Exercise instructions.
Write out, word for word, every line from the one containing "Exercise. Spot the tunnel entrance" through the final line of the records.

[Opening Records for this task section]

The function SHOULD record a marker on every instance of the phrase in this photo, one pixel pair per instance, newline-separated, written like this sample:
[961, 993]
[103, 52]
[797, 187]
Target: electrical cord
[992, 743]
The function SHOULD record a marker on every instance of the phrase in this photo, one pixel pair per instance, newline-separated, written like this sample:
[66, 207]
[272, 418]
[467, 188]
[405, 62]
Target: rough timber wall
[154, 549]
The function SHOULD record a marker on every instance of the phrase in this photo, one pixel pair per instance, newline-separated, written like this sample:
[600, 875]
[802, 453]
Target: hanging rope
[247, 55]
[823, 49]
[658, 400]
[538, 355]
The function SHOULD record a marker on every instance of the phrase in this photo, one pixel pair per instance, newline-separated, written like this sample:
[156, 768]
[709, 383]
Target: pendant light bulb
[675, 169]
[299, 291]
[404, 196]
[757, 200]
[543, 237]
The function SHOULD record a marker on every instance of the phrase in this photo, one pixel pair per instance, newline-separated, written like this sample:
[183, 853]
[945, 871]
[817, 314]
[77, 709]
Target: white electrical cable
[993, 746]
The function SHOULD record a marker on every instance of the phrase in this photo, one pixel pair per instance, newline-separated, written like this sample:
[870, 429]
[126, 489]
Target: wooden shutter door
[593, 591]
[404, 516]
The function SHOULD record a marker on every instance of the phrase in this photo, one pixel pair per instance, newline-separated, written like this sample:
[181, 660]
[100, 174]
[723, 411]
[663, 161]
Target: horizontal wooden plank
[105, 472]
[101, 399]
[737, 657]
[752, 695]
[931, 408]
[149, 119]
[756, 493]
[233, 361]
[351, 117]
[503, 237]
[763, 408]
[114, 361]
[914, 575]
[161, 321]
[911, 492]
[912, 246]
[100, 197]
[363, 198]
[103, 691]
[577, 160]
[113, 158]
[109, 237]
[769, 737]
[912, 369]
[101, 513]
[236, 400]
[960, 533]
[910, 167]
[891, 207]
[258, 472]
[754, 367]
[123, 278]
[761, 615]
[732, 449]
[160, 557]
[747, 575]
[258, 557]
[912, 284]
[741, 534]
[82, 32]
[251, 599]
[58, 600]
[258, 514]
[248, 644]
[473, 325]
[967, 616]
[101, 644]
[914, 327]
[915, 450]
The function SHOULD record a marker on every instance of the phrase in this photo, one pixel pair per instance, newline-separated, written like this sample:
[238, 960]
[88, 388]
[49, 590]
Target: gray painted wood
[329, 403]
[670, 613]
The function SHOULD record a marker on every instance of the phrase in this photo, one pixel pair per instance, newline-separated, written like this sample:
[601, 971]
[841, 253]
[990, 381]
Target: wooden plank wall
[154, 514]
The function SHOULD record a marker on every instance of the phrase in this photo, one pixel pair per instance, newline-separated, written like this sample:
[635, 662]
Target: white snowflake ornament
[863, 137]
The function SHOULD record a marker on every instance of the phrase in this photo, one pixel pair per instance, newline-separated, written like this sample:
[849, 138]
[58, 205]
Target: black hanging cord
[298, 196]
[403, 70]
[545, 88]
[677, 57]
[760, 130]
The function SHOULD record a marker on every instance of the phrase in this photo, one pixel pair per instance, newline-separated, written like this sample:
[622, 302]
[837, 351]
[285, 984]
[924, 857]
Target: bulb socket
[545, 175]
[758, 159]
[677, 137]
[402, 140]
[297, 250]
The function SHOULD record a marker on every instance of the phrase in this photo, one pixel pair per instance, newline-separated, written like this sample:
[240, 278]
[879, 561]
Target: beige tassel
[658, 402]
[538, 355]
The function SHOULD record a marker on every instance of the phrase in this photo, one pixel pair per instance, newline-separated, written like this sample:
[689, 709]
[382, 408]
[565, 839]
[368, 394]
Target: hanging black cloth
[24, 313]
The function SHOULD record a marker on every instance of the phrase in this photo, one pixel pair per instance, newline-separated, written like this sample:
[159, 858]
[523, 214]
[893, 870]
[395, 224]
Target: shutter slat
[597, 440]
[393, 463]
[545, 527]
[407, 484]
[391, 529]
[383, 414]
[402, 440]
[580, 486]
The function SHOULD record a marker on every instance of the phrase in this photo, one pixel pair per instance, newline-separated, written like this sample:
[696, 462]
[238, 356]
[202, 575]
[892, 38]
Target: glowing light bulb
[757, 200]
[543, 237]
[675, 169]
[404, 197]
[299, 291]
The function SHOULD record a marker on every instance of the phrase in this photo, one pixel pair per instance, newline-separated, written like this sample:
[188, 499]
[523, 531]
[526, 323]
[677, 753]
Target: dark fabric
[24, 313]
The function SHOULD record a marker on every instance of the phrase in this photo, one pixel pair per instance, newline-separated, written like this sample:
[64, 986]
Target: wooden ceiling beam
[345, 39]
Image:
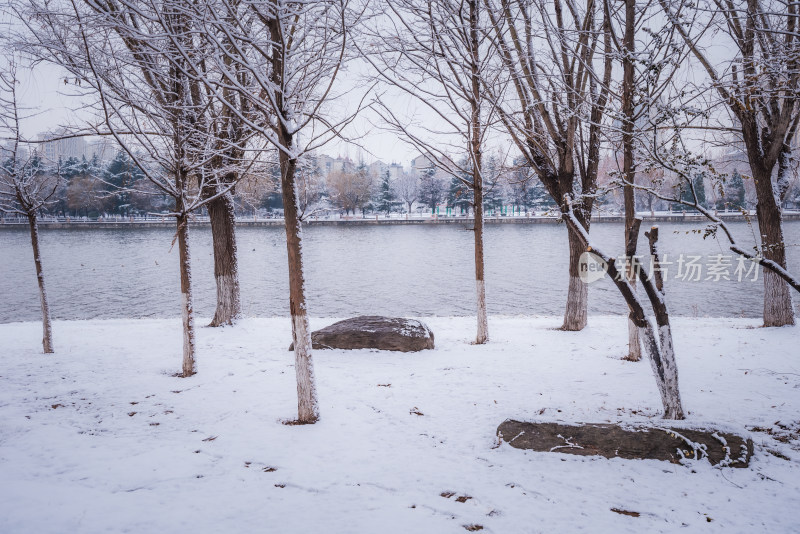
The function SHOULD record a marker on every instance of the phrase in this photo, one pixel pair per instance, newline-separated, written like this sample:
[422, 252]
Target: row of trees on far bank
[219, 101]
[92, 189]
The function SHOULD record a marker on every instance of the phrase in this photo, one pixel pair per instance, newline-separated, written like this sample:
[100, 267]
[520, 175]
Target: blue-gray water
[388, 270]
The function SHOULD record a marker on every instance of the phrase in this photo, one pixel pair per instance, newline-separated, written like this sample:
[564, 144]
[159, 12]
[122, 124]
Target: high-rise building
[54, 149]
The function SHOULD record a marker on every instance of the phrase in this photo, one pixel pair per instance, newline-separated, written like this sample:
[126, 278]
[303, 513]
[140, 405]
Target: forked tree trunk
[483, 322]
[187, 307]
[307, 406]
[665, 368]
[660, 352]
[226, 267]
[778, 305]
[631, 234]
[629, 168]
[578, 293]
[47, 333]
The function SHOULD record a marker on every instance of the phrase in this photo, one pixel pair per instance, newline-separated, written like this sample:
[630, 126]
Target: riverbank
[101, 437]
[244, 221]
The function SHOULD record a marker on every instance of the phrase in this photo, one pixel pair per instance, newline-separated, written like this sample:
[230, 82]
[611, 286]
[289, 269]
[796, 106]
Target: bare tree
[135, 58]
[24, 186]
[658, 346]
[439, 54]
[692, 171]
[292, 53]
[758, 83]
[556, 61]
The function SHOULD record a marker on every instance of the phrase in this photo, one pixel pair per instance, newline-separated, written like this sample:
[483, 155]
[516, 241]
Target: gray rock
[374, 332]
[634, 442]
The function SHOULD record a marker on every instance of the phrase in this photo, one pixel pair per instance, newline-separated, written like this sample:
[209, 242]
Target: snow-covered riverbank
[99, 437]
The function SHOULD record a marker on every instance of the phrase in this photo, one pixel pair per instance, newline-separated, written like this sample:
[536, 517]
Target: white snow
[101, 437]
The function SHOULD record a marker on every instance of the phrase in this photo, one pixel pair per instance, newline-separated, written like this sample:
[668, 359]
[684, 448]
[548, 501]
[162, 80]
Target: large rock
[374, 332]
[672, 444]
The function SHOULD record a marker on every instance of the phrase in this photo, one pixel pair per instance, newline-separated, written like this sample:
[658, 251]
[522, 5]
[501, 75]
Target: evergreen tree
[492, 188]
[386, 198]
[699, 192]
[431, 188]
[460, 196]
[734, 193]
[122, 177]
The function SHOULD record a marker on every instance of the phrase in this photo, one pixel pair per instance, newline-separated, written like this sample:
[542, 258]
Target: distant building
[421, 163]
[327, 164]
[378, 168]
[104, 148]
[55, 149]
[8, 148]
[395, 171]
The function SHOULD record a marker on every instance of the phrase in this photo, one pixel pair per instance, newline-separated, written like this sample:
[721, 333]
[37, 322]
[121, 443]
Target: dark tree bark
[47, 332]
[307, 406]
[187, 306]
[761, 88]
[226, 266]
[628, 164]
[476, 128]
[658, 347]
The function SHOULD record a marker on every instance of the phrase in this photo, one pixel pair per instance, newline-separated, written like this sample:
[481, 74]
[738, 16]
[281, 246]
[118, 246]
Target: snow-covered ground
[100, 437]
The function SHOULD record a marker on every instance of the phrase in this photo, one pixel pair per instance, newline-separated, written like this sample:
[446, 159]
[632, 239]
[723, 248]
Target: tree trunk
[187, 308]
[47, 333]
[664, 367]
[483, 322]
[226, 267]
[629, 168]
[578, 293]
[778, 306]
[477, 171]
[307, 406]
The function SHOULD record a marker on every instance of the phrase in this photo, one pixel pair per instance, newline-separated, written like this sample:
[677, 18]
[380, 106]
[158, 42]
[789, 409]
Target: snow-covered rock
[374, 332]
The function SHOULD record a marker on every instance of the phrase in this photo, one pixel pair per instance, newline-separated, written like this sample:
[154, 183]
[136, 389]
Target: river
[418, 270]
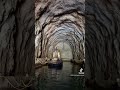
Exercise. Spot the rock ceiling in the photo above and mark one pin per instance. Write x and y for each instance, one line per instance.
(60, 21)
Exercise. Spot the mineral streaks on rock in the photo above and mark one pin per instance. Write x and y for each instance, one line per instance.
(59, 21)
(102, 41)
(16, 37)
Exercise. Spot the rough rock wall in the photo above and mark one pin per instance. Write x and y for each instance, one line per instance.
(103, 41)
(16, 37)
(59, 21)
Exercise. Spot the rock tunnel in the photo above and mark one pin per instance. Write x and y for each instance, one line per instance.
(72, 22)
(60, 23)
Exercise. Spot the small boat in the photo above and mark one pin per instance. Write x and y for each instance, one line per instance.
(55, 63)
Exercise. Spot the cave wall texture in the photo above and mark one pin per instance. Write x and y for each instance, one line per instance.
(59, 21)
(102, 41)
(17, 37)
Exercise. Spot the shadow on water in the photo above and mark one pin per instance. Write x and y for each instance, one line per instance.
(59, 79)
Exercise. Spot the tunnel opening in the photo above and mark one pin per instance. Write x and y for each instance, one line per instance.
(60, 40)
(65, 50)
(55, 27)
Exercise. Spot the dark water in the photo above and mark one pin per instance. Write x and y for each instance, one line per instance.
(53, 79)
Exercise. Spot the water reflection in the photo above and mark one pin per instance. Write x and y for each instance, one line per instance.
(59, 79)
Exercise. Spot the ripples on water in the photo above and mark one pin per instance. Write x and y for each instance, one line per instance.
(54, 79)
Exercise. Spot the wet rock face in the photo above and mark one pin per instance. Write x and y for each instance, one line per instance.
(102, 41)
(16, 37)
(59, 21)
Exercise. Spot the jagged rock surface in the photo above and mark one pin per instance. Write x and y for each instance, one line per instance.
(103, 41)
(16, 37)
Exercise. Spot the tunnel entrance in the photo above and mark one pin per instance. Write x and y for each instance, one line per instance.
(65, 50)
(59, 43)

[Closing Records for this task section]

Written response.
Exercise. Spot the tunnel entrance in the photo above and mark one pin per instance. Write x and y for each instance, one line per instance.
(65, 50)
(59, 43)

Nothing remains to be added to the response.